» **Task statement**
In the passage on Al2O3–Ni composites, why are wet processing techniques offered as an option beside uniaxial, isostatic or hot pressing? Answer in one to three sentences.

-- Start of Reading passage --

Powder metallurgy techniques, such as uniaxial, isostatic or hot pressing, are commonly used. Unfortunately, these techniques are not dedicated to obtaining complex-shaped parts. Other techniques, such as wet processing techniques, give a possibility to obtain ready-to-use complex-shaped parts and to avoid the agglomeration of powders.
This study analyses the microstructure of Al2O3–Ni composites as viewed from improving the fracture toughness. A review of research results on composites produced by various powder consolidation techniques is presented.
Distribution of Metal Particles in Ceramic Matrix
For operation of toughening mechanisms, the microstructure should be homogeneous. It means that metal particles should be uniformly distributed in the ceramic matrix. The type of the uniform distribution of metal particles differs depending on the size of powder particles. For sub-micron and nanosized powder particles (both metal and ceramics), the metal particles should be separated by ceramic grains in the composite (Fig 1a ). Metallic inclusions in the ceramic matrix can be located inside the matrix grains (Fig. 1b ) or at the grain boundaries only for the size of metal powder particles smaller than ceramics (especially, for nanometer size) (Fig. 1c ). Consolidation of ceramic and metal powders under high pressure equal to 2.5 GPa and sintering at 700°C allowed obtaining Ni particles at the ceramic grains [9].

-- End of Reading passage --
-- Start of Extracted entries --

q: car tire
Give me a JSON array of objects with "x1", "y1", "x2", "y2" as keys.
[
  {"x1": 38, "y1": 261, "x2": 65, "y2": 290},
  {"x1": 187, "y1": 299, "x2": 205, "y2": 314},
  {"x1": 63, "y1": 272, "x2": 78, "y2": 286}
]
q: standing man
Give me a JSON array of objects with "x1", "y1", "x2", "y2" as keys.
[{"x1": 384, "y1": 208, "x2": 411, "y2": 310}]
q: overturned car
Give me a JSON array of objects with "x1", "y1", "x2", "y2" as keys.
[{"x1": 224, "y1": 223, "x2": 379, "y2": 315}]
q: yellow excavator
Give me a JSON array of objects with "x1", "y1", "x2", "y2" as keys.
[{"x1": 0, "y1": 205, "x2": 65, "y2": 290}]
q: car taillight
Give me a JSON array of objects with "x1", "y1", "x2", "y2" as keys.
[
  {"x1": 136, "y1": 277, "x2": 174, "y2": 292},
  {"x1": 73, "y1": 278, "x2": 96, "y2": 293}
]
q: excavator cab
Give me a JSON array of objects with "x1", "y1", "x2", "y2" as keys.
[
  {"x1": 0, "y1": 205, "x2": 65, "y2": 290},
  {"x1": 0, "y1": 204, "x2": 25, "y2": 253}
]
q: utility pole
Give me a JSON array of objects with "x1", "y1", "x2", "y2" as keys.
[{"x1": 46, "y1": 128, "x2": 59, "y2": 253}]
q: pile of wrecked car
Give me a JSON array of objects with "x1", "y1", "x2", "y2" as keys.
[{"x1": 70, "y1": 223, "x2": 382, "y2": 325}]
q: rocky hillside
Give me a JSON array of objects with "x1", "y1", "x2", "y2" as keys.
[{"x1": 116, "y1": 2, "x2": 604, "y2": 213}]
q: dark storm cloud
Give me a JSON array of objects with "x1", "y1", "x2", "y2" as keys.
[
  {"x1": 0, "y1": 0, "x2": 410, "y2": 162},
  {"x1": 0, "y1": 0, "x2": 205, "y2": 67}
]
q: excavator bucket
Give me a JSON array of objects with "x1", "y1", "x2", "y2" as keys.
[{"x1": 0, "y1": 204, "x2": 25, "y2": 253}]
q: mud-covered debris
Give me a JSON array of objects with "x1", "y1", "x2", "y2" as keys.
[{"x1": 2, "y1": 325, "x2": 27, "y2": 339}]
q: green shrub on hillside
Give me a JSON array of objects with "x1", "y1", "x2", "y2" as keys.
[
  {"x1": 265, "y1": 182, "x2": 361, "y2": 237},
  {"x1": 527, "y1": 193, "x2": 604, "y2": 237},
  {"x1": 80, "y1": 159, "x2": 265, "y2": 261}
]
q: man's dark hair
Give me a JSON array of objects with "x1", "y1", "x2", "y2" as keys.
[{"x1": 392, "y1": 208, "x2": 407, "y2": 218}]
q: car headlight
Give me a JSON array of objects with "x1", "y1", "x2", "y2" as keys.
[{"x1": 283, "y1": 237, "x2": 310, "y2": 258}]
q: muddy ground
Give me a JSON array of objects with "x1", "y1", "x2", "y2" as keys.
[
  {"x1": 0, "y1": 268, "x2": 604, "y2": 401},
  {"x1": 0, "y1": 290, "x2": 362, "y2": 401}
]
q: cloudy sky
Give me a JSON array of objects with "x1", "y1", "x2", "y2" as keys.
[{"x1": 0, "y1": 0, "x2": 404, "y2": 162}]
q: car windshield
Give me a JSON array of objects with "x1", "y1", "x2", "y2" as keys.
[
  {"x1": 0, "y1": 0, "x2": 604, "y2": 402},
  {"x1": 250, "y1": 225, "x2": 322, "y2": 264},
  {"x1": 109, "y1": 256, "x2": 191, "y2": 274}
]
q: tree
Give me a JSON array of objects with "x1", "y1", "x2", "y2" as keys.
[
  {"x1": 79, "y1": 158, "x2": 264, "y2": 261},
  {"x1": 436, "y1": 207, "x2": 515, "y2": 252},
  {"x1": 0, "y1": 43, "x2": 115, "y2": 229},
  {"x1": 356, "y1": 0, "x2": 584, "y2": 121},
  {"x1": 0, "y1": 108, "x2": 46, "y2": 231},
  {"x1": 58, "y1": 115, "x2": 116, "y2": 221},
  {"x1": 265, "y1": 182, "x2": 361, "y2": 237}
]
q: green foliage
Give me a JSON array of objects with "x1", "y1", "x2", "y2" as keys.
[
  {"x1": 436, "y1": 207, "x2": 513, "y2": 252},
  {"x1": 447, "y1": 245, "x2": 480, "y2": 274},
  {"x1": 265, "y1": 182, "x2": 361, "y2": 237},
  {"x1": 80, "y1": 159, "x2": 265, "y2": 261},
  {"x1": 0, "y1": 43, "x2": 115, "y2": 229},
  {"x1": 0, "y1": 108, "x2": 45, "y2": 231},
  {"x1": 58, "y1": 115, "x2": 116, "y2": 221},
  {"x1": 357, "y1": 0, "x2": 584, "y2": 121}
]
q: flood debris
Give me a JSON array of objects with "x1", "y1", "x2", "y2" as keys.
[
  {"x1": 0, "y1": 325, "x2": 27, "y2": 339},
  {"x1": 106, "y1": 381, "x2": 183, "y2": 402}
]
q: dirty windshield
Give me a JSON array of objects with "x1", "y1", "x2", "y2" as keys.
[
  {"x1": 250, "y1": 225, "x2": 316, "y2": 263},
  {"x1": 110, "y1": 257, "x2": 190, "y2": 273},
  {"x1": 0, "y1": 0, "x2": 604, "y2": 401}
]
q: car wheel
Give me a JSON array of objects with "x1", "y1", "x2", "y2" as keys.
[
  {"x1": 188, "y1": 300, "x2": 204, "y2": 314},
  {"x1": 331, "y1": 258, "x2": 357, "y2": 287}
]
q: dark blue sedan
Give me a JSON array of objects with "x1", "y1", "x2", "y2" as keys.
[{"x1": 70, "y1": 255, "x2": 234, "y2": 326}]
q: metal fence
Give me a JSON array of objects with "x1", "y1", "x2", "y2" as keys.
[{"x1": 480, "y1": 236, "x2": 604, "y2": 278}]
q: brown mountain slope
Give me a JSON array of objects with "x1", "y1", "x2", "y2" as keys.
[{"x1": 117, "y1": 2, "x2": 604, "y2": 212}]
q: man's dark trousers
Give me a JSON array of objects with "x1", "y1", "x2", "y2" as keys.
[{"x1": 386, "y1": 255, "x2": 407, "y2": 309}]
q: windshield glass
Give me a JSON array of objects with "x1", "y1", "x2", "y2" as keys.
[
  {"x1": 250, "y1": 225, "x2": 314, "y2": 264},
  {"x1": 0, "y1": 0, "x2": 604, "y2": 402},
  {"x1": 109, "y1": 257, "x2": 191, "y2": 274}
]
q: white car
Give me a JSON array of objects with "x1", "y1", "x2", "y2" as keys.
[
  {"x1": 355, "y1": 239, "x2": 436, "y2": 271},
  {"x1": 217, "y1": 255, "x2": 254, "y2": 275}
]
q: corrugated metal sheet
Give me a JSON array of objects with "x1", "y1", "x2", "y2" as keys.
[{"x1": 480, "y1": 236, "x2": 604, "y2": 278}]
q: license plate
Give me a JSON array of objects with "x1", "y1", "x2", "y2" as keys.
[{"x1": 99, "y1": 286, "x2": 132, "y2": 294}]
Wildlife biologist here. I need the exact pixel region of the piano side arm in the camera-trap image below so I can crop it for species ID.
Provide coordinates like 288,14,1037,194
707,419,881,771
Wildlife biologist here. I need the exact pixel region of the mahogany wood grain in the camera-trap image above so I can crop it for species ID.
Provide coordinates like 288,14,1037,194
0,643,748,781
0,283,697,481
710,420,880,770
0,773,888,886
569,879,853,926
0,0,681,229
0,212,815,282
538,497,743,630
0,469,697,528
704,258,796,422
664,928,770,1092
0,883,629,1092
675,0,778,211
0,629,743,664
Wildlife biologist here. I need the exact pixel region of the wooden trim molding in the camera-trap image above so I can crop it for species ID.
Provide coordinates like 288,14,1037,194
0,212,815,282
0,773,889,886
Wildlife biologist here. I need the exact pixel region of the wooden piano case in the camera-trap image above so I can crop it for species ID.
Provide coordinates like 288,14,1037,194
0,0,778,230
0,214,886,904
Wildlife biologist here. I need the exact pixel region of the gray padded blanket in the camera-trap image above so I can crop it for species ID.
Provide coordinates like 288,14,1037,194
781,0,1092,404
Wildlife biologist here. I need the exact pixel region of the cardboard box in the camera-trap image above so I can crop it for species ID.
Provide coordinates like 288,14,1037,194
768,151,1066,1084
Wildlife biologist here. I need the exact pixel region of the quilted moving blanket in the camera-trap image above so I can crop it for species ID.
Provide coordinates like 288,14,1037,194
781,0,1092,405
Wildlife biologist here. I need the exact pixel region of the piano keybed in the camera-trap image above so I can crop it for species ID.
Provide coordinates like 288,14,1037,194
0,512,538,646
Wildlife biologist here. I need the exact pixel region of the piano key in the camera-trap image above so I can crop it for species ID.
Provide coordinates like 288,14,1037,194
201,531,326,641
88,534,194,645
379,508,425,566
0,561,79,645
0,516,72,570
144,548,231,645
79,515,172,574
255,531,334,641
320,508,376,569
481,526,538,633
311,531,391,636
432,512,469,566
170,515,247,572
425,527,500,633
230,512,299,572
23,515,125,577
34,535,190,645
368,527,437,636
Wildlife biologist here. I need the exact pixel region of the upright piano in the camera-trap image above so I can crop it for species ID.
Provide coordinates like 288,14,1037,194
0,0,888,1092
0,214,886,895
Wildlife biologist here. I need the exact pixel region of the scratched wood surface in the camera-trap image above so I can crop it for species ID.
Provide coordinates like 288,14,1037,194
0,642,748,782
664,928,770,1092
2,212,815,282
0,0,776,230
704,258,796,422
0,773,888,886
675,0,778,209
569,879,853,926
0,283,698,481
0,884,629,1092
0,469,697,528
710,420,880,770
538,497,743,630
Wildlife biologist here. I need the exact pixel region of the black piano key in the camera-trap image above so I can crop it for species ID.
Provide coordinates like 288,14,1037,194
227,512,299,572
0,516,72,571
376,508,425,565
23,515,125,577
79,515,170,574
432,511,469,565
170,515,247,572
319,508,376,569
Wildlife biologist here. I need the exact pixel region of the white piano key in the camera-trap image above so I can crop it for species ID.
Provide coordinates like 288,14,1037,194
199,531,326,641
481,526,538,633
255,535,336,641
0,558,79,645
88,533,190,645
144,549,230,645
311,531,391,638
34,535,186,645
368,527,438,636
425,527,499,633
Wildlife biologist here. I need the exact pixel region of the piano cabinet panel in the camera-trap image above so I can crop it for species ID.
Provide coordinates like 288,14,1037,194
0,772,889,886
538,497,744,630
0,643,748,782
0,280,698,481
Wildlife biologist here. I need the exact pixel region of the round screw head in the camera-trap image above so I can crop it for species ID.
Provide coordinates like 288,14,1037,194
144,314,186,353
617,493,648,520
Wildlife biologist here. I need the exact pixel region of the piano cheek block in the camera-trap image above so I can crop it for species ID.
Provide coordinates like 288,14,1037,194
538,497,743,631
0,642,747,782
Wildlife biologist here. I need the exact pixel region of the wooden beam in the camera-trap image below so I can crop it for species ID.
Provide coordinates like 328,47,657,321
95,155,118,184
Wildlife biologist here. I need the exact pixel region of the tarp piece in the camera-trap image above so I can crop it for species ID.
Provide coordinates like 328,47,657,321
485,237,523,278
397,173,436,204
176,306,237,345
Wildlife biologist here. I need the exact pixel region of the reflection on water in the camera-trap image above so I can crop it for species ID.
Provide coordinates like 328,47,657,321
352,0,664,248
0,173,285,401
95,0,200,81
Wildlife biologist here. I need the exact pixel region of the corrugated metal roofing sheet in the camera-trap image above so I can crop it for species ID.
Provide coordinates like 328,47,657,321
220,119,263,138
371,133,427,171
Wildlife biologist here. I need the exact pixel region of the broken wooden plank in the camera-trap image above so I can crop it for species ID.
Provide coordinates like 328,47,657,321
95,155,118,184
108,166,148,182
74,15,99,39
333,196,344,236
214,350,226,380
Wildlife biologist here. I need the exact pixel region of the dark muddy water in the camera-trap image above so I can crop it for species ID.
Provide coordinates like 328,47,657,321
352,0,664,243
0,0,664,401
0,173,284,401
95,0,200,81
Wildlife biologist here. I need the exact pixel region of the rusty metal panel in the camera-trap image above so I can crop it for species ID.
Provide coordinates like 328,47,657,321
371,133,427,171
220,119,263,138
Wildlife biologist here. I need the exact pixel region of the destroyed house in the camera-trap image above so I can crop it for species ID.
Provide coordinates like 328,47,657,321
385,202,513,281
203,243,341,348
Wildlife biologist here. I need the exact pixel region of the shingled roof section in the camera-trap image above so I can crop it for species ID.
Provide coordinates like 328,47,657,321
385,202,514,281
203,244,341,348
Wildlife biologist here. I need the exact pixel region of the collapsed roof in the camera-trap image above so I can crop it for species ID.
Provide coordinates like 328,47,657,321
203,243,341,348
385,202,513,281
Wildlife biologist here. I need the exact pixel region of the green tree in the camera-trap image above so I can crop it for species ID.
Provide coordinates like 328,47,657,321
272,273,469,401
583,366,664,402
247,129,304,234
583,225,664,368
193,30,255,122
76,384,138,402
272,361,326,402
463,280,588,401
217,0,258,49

-- End of Extracted entries --

» **Answer to this problem**
Uniaxial, isostatic and hot pressing are not dedicated to obtaining complex-shaped parts. Wet processing techniques make it possible to obtain ready-to-use complex-shaped parts and to avoid the agglomeration of powders.